▸ **DOCUMENT SEGMENT**:
Begin

You gotta hand it to Sarah Palin…she never disappoints. In her attempt to repudiate charges that her brand of inflammatory rhetoric had anything to do with the tragic shootings last weekend in Tucson, she decided to employ her strongest example yet of…you guessed it, inflammatory rhetoric. In the seven-minute video she posted this morning on her Facebook page, Palin accused journalists and pundits (I’m surprised she didn’t call them the “lamestream media,” a term that makes me cringe every time I hear it come out of her mouth) of manufacturing a “blood libel” against her.
May I say right up front that unlike some of my liberal brethren, I don’t view Sarah Palin as the anti-Christ. It makes me uncomfortable when she is spoken about with total disdain or horror. I don’t think she’s particularly stupid or ignorant and while I vehemently disagree with her political views, I can imagine contexts where I’d actually admire her. I read chunks of her first book (in the bookstore, I couldn’t bring myself to pay for one) and when she wasn’t frothing at the mouth about the Evil Left, I kind of liked her. That said, I’ve found nearly ever action of hers since the election mean-spirited, intensely self-serving, and purposely designed to whip up negative mass hysteria. Forget politics—this woman should be a cult leader! Can anyone name one truly positive thing she’s done to help this country since she catapulted onto the national stage in 2008?
No, I don’t “blame” Palin for the actions of Jared Lee Loughner last weekend in Arizona, she is clearly not responsible in any way for the shootings. Still, I believe the conversation about the extreme vitriol employed by Palin and her ilk (yes, yes, I realize people on the left are guilty of this, too!) and the violent metaphors she uses (e.g., depicting Gabrielle Giffords in the cross-hairs on a now infamous map of vulnerable Democrats) and what effect such things have in our country is a valid discussion that we need to have. But instead of acknowledging any desire for cooler tempers, working together with others even if we disagree with them, or the benefits of basic civility, Palin goes on the attack yet again with her ridiculous and offensive use of the loaded “blood libel.” How she seems to relish her role as National Provocateur!

End

▸ **WRITTEN PROBLEM 1**:
In the Palin commentary, why did the writer read chunks of her first book in the bookstore instead of buying a copy?
The entries are separate material with no link to the Palin commentary.

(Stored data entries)
Begin

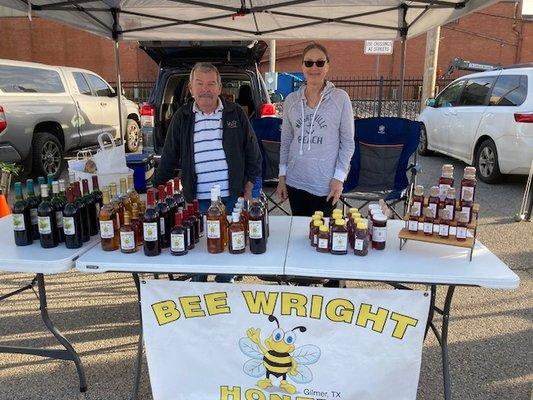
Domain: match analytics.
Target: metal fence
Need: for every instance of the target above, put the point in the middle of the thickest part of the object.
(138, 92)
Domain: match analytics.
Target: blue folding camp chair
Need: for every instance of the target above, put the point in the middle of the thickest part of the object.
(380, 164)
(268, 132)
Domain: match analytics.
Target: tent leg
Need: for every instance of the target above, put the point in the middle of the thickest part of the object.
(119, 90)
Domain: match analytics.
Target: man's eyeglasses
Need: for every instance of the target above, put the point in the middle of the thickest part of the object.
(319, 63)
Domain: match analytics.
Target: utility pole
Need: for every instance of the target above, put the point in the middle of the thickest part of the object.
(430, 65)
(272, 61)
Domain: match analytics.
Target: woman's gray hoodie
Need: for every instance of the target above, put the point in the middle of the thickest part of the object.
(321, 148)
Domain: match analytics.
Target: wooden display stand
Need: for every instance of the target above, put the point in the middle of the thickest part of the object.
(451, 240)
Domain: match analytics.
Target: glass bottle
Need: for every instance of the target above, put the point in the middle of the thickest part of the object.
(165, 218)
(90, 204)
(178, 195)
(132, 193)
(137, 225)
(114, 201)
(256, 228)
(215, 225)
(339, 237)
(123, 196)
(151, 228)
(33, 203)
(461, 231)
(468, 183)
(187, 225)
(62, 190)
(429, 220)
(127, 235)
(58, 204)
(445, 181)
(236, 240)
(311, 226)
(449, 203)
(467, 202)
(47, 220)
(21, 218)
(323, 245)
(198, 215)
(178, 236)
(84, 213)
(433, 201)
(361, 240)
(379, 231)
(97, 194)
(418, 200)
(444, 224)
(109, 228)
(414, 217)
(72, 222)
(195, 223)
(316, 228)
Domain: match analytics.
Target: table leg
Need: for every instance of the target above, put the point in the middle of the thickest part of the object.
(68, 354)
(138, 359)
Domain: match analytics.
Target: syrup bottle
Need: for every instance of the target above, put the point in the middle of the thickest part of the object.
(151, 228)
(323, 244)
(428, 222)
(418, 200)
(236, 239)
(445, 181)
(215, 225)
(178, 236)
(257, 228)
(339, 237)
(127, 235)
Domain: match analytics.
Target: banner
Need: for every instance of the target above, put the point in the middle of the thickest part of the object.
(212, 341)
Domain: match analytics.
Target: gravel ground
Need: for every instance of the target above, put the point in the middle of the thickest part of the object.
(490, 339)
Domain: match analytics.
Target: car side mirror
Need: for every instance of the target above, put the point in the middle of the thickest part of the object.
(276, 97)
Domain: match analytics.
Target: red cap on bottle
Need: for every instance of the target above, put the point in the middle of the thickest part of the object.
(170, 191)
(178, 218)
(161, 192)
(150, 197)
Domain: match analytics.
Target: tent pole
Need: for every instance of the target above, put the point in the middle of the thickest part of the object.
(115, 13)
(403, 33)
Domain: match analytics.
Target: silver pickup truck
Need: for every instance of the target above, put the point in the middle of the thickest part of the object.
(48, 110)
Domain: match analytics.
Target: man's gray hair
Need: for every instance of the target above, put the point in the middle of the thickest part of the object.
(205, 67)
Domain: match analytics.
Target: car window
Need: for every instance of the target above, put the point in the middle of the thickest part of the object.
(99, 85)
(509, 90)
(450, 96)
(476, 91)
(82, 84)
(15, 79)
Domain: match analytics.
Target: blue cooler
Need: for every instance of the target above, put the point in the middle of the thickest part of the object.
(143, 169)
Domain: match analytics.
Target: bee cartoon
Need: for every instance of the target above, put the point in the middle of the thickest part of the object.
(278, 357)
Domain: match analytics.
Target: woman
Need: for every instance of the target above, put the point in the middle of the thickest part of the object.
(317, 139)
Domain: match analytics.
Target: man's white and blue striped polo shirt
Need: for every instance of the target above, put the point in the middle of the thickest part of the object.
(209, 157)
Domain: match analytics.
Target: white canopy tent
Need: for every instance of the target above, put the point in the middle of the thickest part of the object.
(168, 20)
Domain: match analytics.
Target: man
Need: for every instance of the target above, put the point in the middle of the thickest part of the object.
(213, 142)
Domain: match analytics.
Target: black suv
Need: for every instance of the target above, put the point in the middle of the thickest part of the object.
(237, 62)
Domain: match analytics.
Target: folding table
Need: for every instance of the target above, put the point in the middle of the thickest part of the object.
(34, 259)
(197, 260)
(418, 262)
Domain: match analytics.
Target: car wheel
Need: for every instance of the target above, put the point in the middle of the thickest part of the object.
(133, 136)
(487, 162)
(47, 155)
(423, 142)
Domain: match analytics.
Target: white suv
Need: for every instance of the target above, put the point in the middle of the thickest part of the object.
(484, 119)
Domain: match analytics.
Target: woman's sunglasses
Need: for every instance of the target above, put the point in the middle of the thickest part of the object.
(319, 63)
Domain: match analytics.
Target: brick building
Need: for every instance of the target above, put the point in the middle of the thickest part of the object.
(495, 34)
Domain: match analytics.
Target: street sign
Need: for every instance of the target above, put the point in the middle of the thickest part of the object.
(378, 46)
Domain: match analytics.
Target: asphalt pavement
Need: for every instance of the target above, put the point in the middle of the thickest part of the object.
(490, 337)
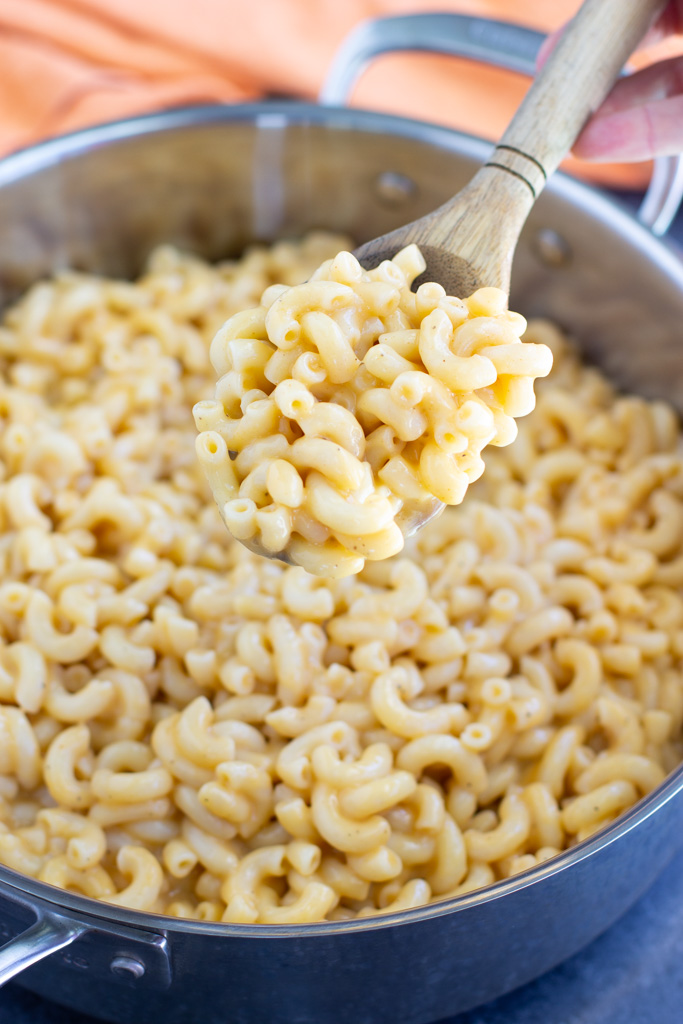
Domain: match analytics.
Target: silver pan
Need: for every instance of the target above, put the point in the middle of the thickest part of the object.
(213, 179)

End
Begin

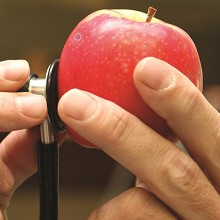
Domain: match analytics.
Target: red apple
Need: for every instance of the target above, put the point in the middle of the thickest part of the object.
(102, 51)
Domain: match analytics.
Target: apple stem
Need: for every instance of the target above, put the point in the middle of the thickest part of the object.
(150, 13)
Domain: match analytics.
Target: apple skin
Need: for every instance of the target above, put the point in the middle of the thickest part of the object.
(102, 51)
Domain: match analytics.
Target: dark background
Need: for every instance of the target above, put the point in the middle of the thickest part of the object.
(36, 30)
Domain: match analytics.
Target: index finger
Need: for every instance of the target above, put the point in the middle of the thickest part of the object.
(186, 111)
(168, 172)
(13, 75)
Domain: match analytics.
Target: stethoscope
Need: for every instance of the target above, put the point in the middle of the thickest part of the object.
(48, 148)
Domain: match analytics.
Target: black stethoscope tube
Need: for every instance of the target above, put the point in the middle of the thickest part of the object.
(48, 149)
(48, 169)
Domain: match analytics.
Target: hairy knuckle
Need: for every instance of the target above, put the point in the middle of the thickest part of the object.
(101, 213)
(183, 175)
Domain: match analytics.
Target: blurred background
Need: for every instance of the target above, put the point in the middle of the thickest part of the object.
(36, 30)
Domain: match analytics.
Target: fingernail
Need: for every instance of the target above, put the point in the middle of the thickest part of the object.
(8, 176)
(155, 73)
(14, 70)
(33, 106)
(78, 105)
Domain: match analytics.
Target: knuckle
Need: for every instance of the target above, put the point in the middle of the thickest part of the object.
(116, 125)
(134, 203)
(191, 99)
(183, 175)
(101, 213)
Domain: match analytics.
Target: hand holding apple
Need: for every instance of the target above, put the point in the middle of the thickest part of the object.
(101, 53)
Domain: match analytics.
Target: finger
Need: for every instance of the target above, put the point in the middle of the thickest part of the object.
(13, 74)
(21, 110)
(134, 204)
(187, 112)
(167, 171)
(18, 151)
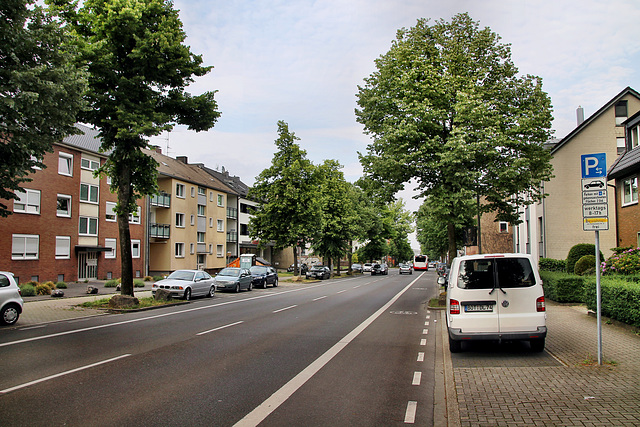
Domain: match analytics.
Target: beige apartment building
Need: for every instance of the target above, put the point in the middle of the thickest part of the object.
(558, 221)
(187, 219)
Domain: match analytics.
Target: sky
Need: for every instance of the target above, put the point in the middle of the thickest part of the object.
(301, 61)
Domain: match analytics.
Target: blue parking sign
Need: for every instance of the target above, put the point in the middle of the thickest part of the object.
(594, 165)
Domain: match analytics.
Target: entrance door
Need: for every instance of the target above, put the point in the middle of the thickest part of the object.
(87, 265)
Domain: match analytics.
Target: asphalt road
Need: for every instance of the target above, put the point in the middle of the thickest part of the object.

End
Begin

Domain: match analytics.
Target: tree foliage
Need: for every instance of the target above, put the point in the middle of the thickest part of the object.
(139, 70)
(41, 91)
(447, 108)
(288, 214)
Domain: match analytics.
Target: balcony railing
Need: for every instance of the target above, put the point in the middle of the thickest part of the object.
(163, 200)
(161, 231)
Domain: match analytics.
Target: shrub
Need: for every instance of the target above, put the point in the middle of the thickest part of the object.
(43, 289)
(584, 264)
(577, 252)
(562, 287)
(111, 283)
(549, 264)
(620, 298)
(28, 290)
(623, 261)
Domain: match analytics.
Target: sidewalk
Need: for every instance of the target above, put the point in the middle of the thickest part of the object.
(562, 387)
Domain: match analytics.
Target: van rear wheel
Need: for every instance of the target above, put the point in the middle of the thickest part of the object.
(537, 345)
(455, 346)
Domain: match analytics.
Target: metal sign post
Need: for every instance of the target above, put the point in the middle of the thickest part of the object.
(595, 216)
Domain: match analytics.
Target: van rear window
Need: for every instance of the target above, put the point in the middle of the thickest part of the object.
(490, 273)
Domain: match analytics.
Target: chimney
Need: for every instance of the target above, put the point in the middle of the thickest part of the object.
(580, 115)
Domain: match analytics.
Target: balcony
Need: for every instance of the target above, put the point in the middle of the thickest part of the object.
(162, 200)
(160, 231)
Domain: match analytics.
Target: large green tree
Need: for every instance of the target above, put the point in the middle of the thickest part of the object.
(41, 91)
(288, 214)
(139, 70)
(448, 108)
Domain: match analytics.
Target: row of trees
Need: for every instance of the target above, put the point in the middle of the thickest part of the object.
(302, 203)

End

▸ **WRITTEN PROBLEM 2**:
Pick out every line of the entries that contains the string "tent".

▸ **WRITTEN REPLY 1**:
The writer read parts of it in the bookstore because they couldn't bring themselves to pay for a copy.

▸ **WRITTEN REPLY 2**:
Target: tent leg
Target: tent pole
Target: white canopy tent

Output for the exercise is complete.